(Recorded data)
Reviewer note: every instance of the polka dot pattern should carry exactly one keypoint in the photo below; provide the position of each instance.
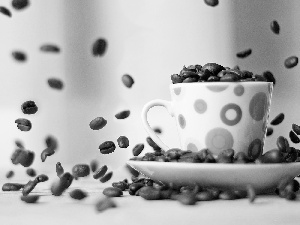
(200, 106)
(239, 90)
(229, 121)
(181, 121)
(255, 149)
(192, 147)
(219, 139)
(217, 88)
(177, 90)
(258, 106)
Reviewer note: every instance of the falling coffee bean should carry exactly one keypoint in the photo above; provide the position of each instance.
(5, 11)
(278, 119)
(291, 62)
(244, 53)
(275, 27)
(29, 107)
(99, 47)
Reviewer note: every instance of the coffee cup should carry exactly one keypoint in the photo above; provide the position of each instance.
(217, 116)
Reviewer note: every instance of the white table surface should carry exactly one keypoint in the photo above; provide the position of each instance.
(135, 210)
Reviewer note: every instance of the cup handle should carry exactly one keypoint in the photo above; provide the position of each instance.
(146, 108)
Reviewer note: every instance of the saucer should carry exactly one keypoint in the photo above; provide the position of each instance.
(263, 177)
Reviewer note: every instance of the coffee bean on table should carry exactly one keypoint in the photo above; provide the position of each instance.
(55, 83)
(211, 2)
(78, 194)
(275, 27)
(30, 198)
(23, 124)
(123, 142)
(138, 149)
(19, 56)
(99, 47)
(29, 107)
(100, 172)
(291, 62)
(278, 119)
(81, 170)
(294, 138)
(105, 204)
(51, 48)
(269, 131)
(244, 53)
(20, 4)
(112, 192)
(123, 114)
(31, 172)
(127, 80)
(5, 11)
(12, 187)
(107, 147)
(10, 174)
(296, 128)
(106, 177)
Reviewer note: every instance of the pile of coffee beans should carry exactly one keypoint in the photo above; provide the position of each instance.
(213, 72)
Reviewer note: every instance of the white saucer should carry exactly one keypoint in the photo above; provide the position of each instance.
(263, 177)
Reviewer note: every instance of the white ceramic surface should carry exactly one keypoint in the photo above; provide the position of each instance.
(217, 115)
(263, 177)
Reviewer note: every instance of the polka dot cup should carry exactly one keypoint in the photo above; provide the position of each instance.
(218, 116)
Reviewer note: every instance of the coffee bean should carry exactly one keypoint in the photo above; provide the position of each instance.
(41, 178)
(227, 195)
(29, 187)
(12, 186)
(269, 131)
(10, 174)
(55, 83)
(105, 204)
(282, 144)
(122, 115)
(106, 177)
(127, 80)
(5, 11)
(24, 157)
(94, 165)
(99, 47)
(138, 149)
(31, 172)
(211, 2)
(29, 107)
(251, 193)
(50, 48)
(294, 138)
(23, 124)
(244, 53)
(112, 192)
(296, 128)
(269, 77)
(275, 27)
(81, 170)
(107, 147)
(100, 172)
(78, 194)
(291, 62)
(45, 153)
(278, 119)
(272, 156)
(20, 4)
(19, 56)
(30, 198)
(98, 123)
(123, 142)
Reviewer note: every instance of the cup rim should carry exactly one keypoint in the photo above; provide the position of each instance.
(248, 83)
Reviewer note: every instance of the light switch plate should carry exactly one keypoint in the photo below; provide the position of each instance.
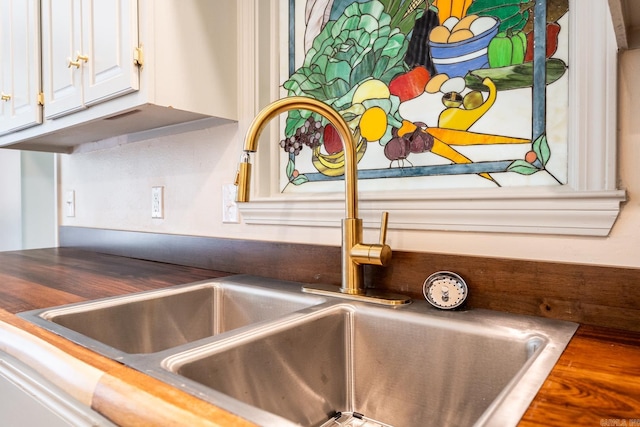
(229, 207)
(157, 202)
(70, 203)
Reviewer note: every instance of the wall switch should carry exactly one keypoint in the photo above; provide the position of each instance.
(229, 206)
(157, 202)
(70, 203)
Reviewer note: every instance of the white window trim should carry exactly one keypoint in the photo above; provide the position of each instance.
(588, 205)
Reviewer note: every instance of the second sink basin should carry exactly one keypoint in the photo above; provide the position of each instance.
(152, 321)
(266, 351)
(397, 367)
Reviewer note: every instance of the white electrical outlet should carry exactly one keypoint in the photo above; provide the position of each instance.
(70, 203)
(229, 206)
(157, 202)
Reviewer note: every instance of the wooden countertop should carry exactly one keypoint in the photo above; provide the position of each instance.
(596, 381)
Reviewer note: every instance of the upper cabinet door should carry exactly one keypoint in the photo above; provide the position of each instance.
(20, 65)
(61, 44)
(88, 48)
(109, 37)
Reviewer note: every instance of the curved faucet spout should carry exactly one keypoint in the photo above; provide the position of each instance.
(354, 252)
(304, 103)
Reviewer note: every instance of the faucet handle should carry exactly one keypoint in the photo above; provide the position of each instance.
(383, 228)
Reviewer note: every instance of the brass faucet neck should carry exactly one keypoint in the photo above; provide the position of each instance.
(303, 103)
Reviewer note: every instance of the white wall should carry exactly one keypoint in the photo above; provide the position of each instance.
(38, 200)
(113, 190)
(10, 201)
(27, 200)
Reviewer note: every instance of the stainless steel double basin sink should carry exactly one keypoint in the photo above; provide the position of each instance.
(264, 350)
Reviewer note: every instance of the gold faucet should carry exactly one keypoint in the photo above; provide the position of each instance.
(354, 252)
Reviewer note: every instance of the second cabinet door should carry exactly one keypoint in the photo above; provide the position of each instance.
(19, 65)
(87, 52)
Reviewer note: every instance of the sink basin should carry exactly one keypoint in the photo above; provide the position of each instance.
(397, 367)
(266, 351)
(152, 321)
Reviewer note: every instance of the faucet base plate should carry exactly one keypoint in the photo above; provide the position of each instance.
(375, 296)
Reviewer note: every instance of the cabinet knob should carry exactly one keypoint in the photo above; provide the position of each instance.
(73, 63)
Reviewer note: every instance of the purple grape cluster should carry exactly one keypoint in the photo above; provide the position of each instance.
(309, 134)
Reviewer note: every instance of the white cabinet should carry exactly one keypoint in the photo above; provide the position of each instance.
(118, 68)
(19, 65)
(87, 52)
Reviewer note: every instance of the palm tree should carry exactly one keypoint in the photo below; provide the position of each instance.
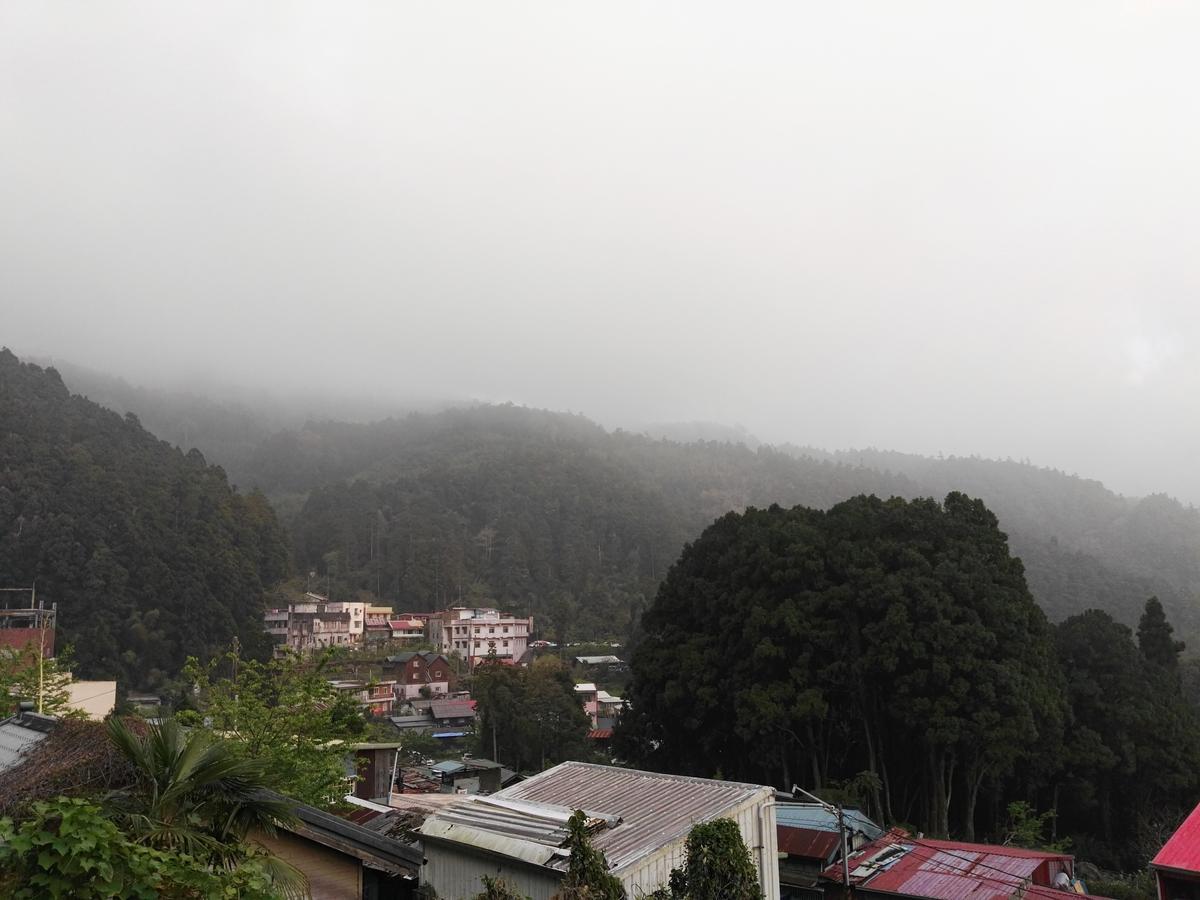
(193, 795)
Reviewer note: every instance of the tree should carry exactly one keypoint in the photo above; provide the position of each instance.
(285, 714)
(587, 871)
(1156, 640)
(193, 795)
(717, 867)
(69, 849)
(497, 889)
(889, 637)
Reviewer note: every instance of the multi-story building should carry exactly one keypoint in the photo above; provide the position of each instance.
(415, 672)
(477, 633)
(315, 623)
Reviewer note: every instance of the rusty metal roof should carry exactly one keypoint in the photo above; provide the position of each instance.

### Directive
Format all lines of the items above as a numbered list, skipping blank lines and leaving the pictures out.

### Response to this task
1. Reviewer note: every instance of the polka dot pattern should carry exactly one keypoint in the photo below; provide the position of each instance.
2. (200, 106)
3. (239, 90)
4. (229, 121)
5. (181, 121)
6. (255, 149)
7. (192, 147)
8. (219, 139)
9. (217, 88)
10. (177, 90)
11. (258, 106)
12. Reviewer note: every instance of the falling coffee bean should carry exactly one keypoint in the photo above; provide the position of each instance.
13. (5, 11)
14. (278, 119)
15. (291, 62)
16. (244, 53)
17. (275, 27)
18. (29, 107)
19. (99, 47)
20. Reviewer note: every instance of the coffee cup should carry exactly one keypoint in the photo above; provide the position of each instance.
21. (217, 116)
22. Reviewer note: every instance of the white table surface should carry exactly one keypoint in the photo above; provide the position of each instance.
23. (135, 210)
24. Reviewer note: every instance of the cup handle should carry exactly one keypoint in the photo above; provide the position of each instance.
25. (146, 108)
26. Reviewer note: every instance of the saucer should carry exactly one keypoint in the photo above; provide the position of each instance.
27. (263, 177)
28. Reviewer note: every instance of the coffee bean on table should carry exactly one keypoint in the photo above; provide the position of each instance.
29. (55, 83)
30. (211, 2)
31. (78, 194)
32. (275, 27)
33. (30, 198)
34. (23, 124)
35. (123, 142)
36. (138, 149)
37. (19, 56)
38. (99, 47)
39. (29, 107)
40. (100, 172)
41. (291, 62)
42. (278, 119)
43. (81, 170)
44. (294, 138)
45. (105, 204)
46. (51, 48)
47. (269, 131)
48. (244, 53)
49. (20, 4)
50. (112, 192)
51. (123, 114)
52. (31, 172)
53. (127, 80)
54. (5, 11)
55. (12, 187)
56. (107, 147)
57. (10, 174)
58. (296, 128)
59. (106, 177)
60. Reviewer note: every instance of the pile of coffee beans should carry exactly one keypoint in the photo above; provide the position of each instance.
61. (213, 72)
62. Reviewer note: every instance of the white saucer should carry exactly one keypoint in the photo above; provide the position of each instance.
63. (263, 177)
64. Reviewer note: every instance of the white ceramic surface should carry exactly one keypoint in the photo above; provide the position of each instance.
65. (217, 115)
66. (263, 177)
67. Reviewer note: every instance of the polka dot cup should carry exactly one keypoint in the photo above; provide the position of each instance.
68. (218, 116)
69. Reviewer note: every instance of the coffee bean should carry exactly one keypoint in the photo above; provide the position of each instance.
70. (41, 178)
71. (227, 195)
72. (29, 187)
73. (12, 186)
74. (269, 131)
75. (10, 174)
76. (55, 83)
77. (105, 204)
78. (282, 144)
79. (122, 115)
80. (106, 177)
81. (127, 80)
82. (5, 11)
83. (24, 157)
84. (94, 165)
85. (99, 47)
86. (138, 149)
87. (31, 172)
88. (211, 2)
89. (29, 107)
90. (251, 193)
91. (50, 48)
92. (294, 138)
93. (23, 124)
94. (244, 53)
95. (112, 192)
96. (296, 128)
97. (269, 77)
98. (275, 27)
99. (81, 170)
100. (107, 147)
101. (100, 172)
102. (78, 194)
103. (291, 62)
104. (45, 153)
105. (278, 119)
106. (272, 156)
107. (20, 4)
108. (19, 56)
109. (30, 198)
110. (98, 123)
111. (123, 142)
112. Reviewer note: every instance of the cup rim should carry exactly one keypoint in the photo above; provide the position of each instance.
113. (248, 83)
114. Reviewer note: every instance of the light switch plate should carry exactly one keypoint in the photo below; provide the position of each instance.
115. (229, 207)
116. (157, 202)
117. (70, 203)
118. Reviewer note: every instance of the wall switch should carry exactly one keypoint in the photo above; provide the position of each instance.
119. (229, 206)
120. (157, 202)
121. (70, 203)
122. Reviewer note: every instance of the white window trim should carry exactly one keypoint in the photo above; provide the position of each instance.
123. (588, 205)
124. Reviewer note: every instance of the second sink basin should carry exactly one keypoint in the photo above; provide the position of each instance.
125. (152, 321)
126. (266, 351)
127. (397, 367)
128. Reviewer note: every instance of the white electrical outlet should carry exactly one keypoint in the photo above; provide the position of each instance.
129. (70, 203)
130. (229, 206)
131. (157, 202)
132. Reviewer note: every instance of the wooden countertop should carry exactly one keypoint in the photo above; provide the position of each instance.
133. (596, 381)
134. Reviewer note: every instance of the upper cabinet door should carry exactly one keypoint in the photo above; provide the position of each instance.
135. (20, 65)
136. (61, 44)
137. (88, 48)
138. (109, 37)
139. Reviewer note: every instance of the curved faucet spout should carry exactly one keypoint in the photo above; provide the position of each instance.
140. (354, 252)
141. (304, 103)
142. Reviewer note: every instance of the faucet handle should carry exactly one keypoint in the photo above; provide the position of each instance.
143. (383, 228)
144. Reviewer note: every instance of the brass faucet neck should carry exactly one keypoint in the photo above; provide the position of each instance.
145. (303, 103)
146. Reviewer note: every instance of the white wall should carry exactly one keypoint in the photo above; provide the position of each instance.
147. (38, 200)
148. (113, 190)
149. (10, 201)
150. (27, 200)
151. Reviewer note: every instance of the stainless steel double basin sink should carry exactly one keypoint in the photo above; provide the position of each instance.
152. (264, 350)
153. Reviewer note: every instance of the gold faucet should carry exactly one keypoint in the photo above; provide the position of each instance.
154. (354, 252)
155. Reviewer note: every instance of the second cabinet door should carry exactly one keypoint in the photo above; provide the position of each instance.
156. (19, 65)
157. (87, 52)
158. Reviewer note: every instance of the sink basin should carry exactly one keypoint in the photo above; provide the position of each instance.
159. (397, 367)
160. (266, 351)
161. (152, 321)
162. Reviewer note: every instance of the faucet base plate should carry exactly one keypoint in the photo above; provide the position of each instance.
163. (375, 296)
164. Reviewer note: every instance of the cabinet knob should carry exactly one keypoint in the photo above; provide the position of each instance.
165. (73, 63)
166. Reviewer note: every instance of the purple grape cluster should carry exactly one keypoint in the photo above; provide the position of each instance.
167. (309, 134)
168. Reviewer note: every instance of the white cabinet should carry exactly one keypoint in the photo above; provide the position of each instance.
169. (118, 68)
170. (19, 65)
171. (87, 52)
172. Reviewer note: every instance of the palm tree should carry exactly one keypoint in the photo below; provide the position of each instance.
173. (193, 795)
174. Reviewer note: every instance of the tree should carry exactly one keypoint in the photo above; provide the position of each instance.
175. (285, 714)
176. (587, 871)
177. (1156, 640)
178. (193, 795)
179. (717, 867)
180. (69, 849)
181. (497, 889)
182. (889, 637)
183. Reviewer note: every instance of the multi-story building should carry exactly one keypoint in the photo above; provide the position of each instance.
184. (415, 672)
185. (477, 633)
186. (315, 623)
187. Reviewer note: every instance of the rusty metal roof should carry exactly one keypoint in the photo above; provide the position of each instance.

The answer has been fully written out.